**DOCUMENT TEXT**

General

This project is written in JS and HTML and can simply be self-hosted via static files, no dynamic backend required.

This project uses npm and webpack to organize dependencies while development and bundle all application sources for final deployment.

For the visualization d3js is used and Vue.js is used as a javascript frontend framework to connect the data, dynamic configuration and reactive visualization.

Files

Pre Processing

The pre-processing of the data was done via a Jupyter Notebook and uses the “All English” HistWords embeddings dataset created by Hamilton et al. The files can be found hosted by the paper authors: https://pages.cs.wisc.edu/~heimerl/hamilton_embeddings.tar.bz2 (this link got recently removed!)

Datasets need to be placed into PreProcessing/data/embeddings/.

Project

The following files contain the implementation core of this project.

Concept

Data Processing

The original dataset has a combined size of 1.7GB of data for the corpus from 1800 to 1990. The terms used in 1800 are only 32MB whereas the words used in 1990 are 162Mb. The data also contains any kind of word and all its variations found in the analyzed text corpus.

Our approach was to only use a sub-selection of words and try to store the embedding matrices in the most compact way, so it can be hosted and served to the user directly. This allows to avoid having a (slow) backend doing the processing on large parts of unnecessary data. However, it also means compromises must be made as we have to pre-select the availble terms.

For a selection of words we used the New General Service List containing 2800 words. For all these words we extracted the word vectors of the original dataset and stored them in a 2800x300 matrices of 300 32-bit float numbers. These files (together with the file containing all terms) are served as files to the web visualization. Now a dataset is only 3.2Mb in size whereas the word list is 28.4kB in size.

Another side effect is that this smaller corpus of words only contains more popular terms used in the english language. We believe for an initial exploration this is of advantage compared to using the original dataset which also considers words only used sparely in the english language with the same importance.

Please see the Jupyter notebook for the code which extracts all terms and organizes them in matrices. The DatasetCollections class in dataset.js contains the code to load all matrices and the wordlist from the server and organize it in multiple Dataset classes.

To keep the UI response the data is loaded and processed in a background thread using the Web Workers API. Communication is done via messages. Settings (including term selection) is sent to the worker, the worker holds all datasets and only sends the processed data as an instance of the NeighborhoodData class back to the UI to visualize it.

**TASK REQUIREMENTS**
[A] According to the word-embedding visualization description, which word list was used to select the words kept from the original dataset?
[B] Continue the word-embedding visualization description from where it stops.

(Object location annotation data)
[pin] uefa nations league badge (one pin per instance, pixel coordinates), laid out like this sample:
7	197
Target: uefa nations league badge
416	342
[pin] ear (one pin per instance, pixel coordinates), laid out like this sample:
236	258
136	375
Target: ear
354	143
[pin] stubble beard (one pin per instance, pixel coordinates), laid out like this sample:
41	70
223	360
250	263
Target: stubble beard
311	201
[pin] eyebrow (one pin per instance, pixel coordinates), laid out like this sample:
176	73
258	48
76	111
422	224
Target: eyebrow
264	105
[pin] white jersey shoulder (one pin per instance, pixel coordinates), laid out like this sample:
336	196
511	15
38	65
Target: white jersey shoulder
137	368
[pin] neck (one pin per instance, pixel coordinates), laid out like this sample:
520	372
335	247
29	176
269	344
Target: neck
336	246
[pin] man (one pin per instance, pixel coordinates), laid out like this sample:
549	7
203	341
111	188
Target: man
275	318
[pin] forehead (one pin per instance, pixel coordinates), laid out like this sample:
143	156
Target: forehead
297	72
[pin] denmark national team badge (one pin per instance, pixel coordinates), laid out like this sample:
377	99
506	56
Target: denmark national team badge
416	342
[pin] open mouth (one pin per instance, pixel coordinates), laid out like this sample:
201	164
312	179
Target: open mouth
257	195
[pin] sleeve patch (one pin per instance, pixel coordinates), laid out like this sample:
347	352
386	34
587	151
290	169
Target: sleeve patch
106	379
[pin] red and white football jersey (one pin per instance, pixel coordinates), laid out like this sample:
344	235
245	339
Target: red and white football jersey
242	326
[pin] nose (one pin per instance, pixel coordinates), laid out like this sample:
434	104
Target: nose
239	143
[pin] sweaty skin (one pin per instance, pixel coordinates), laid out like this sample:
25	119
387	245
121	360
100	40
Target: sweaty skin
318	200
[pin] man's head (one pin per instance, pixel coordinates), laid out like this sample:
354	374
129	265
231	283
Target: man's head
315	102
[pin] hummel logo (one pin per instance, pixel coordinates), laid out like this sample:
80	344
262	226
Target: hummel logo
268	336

**IN RESPONSE**
[A] The New General Service List, which contains 2800 words.

[B]
UI and Visualization

Vui.js Dataflow

The NeighborhoodSettingsView component is used to configure the NeighborhoodSettings instance which holds the dataset and terms selection as well as multiple view settings (e.g. neighbors, color scale or quantiles). Whenever the settings are changed the d3js visualization found in NeighborhoodGraphView is re-rendered. In case change of settings require the re-calculation of the NeighborhoodData a rebuild on the DataProcessor is triggered which in turn triggers a re-render.

Apart from the NeighborhoodSettingsView view also the d3js visualization in NeighborhoodGraphView can be used to influence the settings. For example clicking on a term selects the term. Or using the mouse-wheel will influence the zooming (and deactivate the auto zoom setting).

All this is done using the Vue.js data binding mechanism. The vue components only render the data and settings instances, but they are created and managed at a single point (App component) and events can freely flow between all sub-components.

In addition, the visualization also uses d3js build-in dynamic data bindings which avoids the recreation of the whole graph when the NeighborhoodData changes (this was one large disadvantage of the paper reference implementation which required a complete re-creation, resulting in loosing all interactive changes).

All this allows us to build a very dynamic visualization which can be influenced from multiple sub-components. It would also be easy to add additional variation of the visualization but use the same data structures.

Development

Please make sure npm is installed on the machine. Linux is recommended.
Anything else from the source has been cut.